## Available records
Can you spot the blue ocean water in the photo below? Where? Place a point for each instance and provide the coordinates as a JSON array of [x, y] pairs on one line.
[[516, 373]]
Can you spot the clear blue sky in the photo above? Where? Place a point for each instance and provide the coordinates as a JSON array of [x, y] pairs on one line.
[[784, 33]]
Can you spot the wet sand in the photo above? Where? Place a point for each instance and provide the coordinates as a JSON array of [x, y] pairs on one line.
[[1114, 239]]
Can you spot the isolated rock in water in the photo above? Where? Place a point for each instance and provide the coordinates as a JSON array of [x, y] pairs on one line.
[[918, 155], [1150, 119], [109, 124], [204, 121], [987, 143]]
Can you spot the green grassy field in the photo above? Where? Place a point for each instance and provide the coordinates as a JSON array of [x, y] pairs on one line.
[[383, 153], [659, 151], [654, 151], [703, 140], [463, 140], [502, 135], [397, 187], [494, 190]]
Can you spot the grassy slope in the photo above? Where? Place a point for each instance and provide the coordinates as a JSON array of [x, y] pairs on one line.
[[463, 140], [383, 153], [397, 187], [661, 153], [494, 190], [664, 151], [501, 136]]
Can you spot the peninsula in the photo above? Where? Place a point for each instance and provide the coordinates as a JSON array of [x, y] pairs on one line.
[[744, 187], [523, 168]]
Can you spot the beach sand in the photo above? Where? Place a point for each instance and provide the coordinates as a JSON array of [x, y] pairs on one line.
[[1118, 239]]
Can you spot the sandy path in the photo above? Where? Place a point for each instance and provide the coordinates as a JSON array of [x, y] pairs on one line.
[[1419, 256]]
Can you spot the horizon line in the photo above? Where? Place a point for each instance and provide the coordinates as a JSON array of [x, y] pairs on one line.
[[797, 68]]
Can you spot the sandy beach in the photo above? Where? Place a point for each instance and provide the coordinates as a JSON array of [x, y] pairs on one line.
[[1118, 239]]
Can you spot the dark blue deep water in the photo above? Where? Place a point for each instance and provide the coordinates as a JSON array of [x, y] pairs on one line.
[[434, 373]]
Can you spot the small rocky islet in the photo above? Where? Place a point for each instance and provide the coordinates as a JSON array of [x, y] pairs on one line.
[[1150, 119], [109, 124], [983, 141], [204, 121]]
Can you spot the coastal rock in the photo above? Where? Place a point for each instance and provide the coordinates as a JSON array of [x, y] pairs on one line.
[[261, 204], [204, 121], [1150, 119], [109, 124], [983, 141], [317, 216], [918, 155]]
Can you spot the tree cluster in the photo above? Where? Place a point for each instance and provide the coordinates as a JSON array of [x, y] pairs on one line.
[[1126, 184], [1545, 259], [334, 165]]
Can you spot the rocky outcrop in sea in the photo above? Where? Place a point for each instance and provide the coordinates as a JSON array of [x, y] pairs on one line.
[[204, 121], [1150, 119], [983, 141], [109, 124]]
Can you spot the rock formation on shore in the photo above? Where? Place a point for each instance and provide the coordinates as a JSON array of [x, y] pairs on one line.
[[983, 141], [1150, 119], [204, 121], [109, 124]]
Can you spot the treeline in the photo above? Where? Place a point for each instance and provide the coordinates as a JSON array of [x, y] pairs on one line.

## Brief
Beginning with the first line above, transcribe all of the data exactly.

## Output
Can you spot the blue ocean water in the photo below? Where? Place a point for each instance and provide the coordinates as a JSON array of [x, y] pairs on one line.
[[516, 373]]
Can you spot the clear blue sky in the photo above? Where? Place a point for each instance and provide the coordinates as a JSON array of [x, y] pairs on one line.
[[784, 33]]
Can you spot the wet sand in the photo above? Where? Place a point for each instance and provide the coordinates as a JSON array of [x, y] pairs on one line.
[[1114, 239]]
Can you spot the isolated rock in water in the photo above? Where? Place a point for each instance and provide the coordinates as a JSON array of [x, y] pairs on one line.
[[918, 155], [1150, 119], [109, 124], [204, 121], [987, 143]]
Can you spot the green grassy field in the photo above? Where? Place a point for each instance and provide the coordinates as a JSON array of [x, y] pairs on one line.
[[383, 153], [659, 151], [654, 151], [703, 140], [463, 140], [502, 135], [397, 187], [494, 190]]
Can you spot the grassy slope in the photo above? Where? Place a point for each instance and provide the coordinates as a JSON array of [x, y] pairs on one line.
[[463, 140], [383, 153], [397, 187], [661, 153], [494, 190], [664, 151], [501, 136]]
Can you spot the peninsula in the photo above? Where? Place a point for each instance and provide the coordinates as a JSON array of [x, y] pairs on one line.
[[744, 187], [523, 168]]
Can you spot the beach sand in the photo above? Where? Place a point for each instance and provide the coordinates as a JSON array of [x, y] pairs on one line.
[[1118, 239]]
Can you spot the sandy path in the photo above? Where? Place a point for each instance and provide the coordinates as a JSON array of [x, y] pairs on one line.
[[1419, 256]]
Can you spot the horizon line in the photo above? Where? Place a point for each instance and provide the coordinates as a JSON array of [x, y] pairs on one line.
[[797, 68]]
Can you spot the sandy beach in the photo above? Where? Place a point for each instance and provide the coordinates as a JSON array of [x, y] pairs on one line.
[[1118, 239]]
Can you spot the dark blue deep water in the photo above? Where? Place a point for each instance and provide the coordinates as a JSON array of [x, y] pairs on one line.
[[434, 373]]
Can you spot the small rocky islet in the photo above? Where? Place a point for each instance and provide the coordinates as a JSON array of [x, y] pairs on one line.
[[1150, 119], [109, 124], [983, 141], [204, 121]]
Can you spot the coastal rock in the photo above? Where? Place a point for each instance and provide the coordinates as a JSON array of [x, y] pairs on one line.
[[261, 204], [204, 121], [1150, 119], [109, 124], [983, 141], [317, 216], [918, 155]]
Can you spot the tree cluster in the photo above? Where? Place a point for each instance and provide the coordinates as a JSON array of [x, y] pairs on one line.
[[1126, 184], [1545, 259], [334, 165]]
Can you spot the rocky outcrop in sea in the photo above? Where? Place a point for each instance and provide the coordinates as a JSON array of [x, y] pairs on one line.
[[204, 121], [1150, 119], [983, 141], [109, 124]]
Can you spot the rock formation on shore in the photo above? Where? Place a point for each instance and provide the coordinates as a JSON array of [x, y] pairs on one line.
[[983, 141], [1150, 119], [204, 121], [109, 124]]
Can you spot the treeline in the photo above? Where? Place a point for each instance and provide the coordinates as a JSON array of [x, y] pairs on one line.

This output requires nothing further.